[Exercise description] In the lines from the line containing "Identify the grassy" through the end of the data entries, replace "shipping container" with "cargo container". Output those lines with every other part unchanged.

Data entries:

______________________________

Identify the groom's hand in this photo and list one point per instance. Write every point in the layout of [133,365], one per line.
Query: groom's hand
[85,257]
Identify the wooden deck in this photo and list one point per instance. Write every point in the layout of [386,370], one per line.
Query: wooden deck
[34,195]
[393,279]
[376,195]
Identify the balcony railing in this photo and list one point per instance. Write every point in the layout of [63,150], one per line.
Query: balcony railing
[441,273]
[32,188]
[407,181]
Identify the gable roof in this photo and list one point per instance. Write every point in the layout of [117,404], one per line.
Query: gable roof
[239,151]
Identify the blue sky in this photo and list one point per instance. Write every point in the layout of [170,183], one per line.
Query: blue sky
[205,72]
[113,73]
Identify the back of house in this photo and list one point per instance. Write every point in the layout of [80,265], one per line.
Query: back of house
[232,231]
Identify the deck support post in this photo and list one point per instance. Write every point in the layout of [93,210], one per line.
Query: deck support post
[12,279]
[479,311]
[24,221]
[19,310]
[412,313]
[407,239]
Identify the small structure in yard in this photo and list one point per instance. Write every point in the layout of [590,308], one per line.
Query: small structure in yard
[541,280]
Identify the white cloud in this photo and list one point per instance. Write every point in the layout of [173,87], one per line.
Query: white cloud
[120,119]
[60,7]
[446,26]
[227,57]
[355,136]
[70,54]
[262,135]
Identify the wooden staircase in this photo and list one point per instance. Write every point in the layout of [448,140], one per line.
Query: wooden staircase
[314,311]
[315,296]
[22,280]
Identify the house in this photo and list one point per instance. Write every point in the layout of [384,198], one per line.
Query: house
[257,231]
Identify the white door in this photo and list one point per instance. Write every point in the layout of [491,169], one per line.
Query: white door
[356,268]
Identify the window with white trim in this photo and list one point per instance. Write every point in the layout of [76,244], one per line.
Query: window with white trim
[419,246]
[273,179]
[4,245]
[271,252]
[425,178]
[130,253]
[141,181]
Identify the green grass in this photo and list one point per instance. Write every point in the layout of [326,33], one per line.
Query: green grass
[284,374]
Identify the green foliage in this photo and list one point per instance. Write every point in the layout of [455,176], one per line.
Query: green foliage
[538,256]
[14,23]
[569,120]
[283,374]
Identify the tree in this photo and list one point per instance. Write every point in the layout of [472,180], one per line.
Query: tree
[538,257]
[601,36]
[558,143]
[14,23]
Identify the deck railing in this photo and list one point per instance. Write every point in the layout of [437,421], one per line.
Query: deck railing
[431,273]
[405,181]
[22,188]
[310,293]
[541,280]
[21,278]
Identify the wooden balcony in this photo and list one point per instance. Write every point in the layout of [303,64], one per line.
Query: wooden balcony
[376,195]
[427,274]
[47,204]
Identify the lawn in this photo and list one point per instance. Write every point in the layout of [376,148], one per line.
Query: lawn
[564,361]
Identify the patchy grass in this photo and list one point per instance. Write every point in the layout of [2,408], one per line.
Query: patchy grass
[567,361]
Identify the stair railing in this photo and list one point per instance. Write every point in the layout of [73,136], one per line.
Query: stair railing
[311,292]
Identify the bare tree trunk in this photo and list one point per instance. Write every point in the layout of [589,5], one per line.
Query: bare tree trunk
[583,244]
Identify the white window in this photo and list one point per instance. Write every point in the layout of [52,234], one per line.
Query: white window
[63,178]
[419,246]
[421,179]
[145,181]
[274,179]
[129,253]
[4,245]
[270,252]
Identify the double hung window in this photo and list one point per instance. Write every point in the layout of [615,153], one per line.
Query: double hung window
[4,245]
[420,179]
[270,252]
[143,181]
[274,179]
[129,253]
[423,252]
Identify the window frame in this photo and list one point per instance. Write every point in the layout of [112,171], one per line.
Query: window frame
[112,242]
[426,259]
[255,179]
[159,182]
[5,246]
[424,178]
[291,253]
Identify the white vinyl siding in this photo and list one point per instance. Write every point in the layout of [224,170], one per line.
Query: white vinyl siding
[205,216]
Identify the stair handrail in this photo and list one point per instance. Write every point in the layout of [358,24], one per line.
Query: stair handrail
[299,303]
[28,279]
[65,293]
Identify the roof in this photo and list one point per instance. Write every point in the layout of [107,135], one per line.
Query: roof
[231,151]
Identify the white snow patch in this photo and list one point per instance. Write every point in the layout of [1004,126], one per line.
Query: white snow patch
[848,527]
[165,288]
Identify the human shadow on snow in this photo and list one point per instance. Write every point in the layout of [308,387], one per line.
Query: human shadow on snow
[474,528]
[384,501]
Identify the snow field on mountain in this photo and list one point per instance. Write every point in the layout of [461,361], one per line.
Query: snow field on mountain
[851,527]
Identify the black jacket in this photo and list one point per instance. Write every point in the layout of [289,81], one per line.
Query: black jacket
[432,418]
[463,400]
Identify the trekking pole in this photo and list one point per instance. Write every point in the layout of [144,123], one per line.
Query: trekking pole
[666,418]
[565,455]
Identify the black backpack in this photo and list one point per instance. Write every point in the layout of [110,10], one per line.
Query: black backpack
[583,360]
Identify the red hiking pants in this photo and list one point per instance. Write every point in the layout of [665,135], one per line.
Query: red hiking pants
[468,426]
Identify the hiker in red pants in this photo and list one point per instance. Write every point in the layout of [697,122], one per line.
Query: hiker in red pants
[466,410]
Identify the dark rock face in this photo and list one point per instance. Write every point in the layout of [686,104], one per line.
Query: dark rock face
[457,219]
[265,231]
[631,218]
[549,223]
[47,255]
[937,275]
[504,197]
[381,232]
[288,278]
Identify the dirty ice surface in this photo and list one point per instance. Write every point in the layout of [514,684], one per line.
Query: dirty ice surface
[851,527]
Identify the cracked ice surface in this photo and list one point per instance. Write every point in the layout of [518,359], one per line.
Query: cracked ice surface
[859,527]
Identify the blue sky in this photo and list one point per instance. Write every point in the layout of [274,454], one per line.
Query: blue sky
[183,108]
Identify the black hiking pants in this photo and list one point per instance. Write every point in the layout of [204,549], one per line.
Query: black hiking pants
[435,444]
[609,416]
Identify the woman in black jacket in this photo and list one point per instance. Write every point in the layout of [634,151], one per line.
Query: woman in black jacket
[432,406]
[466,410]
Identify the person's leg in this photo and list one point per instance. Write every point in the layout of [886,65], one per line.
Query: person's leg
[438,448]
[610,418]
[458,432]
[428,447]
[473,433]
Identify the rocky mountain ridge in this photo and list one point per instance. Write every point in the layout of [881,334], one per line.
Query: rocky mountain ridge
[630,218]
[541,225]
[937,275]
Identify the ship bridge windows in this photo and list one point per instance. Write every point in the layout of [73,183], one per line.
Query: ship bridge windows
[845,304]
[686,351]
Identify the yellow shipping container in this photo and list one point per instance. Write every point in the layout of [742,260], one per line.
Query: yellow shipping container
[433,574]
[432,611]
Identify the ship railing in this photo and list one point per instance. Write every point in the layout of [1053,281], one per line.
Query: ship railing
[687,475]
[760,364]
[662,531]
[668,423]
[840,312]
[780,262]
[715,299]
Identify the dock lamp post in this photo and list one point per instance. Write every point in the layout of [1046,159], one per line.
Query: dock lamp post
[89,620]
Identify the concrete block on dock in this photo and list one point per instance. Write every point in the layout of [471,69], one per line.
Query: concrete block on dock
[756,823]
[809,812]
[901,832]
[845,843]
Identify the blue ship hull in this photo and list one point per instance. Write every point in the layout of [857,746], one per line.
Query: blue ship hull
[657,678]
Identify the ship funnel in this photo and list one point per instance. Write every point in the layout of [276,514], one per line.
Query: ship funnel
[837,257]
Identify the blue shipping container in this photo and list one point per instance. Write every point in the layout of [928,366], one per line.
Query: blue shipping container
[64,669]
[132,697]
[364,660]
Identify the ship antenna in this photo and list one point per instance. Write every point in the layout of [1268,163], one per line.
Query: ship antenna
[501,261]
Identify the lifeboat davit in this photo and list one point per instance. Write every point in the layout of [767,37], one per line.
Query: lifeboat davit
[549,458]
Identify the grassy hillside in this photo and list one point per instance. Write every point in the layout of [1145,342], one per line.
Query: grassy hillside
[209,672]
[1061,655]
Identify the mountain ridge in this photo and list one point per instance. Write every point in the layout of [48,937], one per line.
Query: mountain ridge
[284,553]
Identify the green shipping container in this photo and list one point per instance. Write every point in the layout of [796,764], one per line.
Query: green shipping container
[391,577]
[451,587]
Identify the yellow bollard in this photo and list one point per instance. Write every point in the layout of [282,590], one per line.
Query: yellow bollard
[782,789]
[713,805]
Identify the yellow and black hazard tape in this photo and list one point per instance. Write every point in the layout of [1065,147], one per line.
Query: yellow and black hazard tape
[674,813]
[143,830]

______________________________

[Complete output]
Identify the grassy hillside in this photo and list one point per instance. Write every point in the layout of [1145,342], one per line.
Query: grassy hillside
[209,672]
[1061,655]
Identify the mountain ridge in this photo and list one point per instance. Write every point in the layout of [48,937], one per line.
Query: mountain ridge
[284,553]
Identify the green cargo container in this photo and list one point per instance. Write every point in the layout of [796,764], one per line.
Query: green cargo container
[391,577]
[451,587]
Identify the yellow bollard in this photo and list one point per instance. Write every point in the layout of [282,590], one per line.
Query: yellow bollard
[782,789]
[713,805]
Identify the yellow and black hazard tape in this photo and list one point per instance. Write every point in the layout of [1065,147], one per line.
Query: yellow and black hazard tape
[674,813]
[143,830]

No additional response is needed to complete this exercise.